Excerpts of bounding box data
· · · · ·

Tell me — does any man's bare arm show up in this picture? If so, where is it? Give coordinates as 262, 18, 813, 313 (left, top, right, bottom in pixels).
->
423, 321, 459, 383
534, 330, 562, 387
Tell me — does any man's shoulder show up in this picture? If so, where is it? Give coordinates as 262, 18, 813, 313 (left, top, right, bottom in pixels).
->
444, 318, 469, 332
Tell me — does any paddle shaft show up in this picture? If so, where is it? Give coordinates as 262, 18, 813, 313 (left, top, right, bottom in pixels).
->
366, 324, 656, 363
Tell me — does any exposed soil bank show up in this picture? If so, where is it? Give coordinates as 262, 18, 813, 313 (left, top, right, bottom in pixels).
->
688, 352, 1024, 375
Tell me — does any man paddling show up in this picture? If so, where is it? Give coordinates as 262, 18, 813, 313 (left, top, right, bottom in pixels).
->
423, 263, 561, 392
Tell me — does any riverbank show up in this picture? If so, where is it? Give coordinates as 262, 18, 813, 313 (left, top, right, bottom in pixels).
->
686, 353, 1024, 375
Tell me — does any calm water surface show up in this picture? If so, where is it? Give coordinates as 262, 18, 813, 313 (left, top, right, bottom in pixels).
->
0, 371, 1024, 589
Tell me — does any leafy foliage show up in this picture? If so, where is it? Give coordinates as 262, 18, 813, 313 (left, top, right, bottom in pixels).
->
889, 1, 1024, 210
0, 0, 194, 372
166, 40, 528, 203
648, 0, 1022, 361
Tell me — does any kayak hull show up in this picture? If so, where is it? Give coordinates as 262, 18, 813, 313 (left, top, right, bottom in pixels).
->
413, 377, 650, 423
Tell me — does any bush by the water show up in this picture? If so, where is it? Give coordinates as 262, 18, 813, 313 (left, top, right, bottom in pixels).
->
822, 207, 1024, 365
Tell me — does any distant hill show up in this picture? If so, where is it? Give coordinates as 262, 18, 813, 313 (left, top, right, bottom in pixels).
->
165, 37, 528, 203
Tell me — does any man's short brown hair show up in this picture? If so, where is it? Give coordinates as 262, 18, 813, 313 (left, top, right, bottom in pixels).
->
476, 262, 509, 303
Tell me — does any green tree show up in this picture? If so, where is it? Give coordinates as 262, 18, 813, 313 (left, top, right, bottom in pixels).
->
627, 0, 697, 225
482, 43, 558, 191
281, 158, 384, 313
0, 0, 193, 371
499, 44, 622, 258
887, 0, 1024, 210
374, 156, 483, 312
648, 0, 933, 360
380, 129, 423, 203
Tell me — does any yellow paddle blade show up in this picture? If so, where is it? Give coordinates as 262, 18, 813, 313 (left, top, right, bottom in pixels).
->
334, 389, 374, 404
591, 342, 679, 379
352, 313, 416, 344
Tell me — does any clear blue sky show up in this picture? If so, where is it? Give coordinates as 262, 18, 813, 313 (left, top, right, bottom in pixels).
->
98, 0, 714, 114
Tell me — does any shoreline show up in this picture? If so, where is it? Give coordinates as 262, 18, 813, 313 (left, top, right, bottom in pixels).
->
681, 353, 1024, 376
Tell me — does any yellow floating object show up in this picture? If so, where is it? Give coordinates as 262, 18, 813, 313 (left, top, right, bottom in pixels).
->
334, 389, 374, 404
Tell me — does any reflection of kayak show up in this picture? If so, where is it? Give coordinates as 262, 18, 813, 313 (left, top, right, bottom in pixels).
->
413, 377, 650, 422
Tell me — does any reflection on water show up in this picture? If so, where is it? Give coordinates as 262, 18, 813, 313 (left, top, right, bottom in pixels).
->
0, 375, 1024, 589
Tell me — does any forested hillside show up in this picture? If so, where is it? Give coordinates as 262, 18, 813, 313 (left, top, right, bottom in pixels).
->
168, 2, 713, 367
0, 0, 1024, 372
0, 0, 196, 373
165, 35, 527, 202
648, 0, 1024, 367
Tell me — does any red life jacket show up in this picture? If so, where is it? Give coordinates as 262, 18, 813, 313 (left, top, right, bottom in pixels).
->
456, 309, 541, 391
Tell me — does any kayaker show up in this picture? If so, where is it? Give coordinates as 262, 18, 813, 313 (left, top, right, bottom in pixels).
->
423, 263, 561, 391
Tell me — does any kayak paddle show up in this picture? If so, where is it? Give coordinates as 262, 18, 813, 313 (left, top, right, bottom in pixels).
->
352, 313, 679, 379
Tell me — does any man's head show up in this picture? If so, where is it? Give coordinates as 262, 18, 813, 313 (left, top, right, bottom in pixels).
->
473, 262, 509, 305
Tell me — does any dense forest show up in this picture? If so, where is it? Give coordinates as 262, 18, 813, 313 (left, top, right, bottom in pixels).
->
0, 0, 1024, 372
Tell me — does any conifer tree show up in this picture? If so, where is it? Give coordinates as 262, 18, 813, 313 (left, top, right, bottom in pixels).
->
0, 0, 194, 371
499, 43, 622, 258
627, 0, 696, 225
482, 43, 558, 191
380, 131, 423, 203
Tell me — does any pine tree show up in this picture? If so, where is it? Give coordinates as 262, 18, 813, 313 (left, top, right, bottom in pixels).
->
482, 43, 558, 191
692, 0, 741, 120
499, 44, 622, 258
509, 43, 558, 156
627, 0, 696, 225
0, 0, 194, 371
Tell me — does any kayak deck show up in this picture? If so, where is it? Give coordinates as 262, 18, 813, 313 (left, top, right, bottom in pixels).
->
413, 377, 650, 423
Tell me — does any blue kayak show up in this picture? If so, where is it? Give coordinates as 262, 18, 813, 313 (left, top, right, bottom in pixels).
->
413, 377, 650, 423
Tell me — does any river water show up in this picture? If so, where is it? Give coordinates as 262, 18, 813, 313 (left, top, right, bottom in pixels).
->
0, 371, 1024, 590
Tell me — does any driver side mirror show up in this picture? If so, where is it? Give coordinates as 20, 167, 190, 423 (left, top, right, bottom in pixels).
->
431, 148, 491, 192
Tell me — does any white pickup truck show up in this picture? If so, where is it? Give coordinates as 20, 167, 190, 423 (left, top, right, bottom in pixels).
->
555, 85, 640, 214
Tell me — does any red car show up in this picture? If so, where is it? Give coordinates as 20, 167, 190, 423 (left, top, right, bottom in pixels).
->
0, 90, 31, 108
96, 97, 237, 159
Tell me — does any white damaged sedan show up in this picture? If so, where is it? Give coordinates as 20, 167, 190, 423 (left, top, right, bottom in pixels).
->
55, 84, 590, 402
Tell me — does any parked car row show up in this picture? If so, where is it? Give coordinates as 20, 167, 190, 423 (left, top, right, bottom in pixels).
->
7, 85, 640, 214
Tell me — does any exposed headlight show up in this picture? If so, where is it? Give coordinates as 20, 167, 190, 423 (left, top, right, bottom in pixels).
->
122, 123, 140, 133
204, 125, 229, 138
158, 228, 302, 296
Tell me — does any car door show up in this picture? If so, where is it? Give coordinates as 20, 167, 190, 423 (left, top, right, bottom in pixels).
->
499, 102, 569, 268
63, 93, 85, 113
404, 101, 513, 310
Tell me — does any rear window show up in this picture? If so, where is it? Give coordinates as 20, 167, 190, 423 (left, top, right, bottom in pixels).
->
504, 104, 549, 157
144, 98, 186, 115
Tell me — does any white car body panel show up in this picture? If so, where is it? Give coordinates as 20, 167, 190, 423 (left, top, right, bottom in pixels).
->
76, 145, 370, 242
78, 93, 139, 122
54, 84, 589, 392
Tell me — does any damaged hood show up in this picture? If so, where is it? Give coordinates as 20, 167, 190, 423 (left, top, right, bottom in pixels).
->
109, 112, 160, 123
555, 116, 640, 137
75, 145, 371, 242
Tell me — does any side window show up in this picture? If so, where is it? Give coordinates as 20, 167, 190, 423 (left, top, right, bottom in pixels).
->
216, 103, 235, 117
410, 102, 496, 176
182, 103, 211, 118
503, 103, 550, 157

· · · · ·

### Written problem
Count the lines in the data above that contain the string "reflection", matching case exactly. Give only the count.

### Solution to this problem
2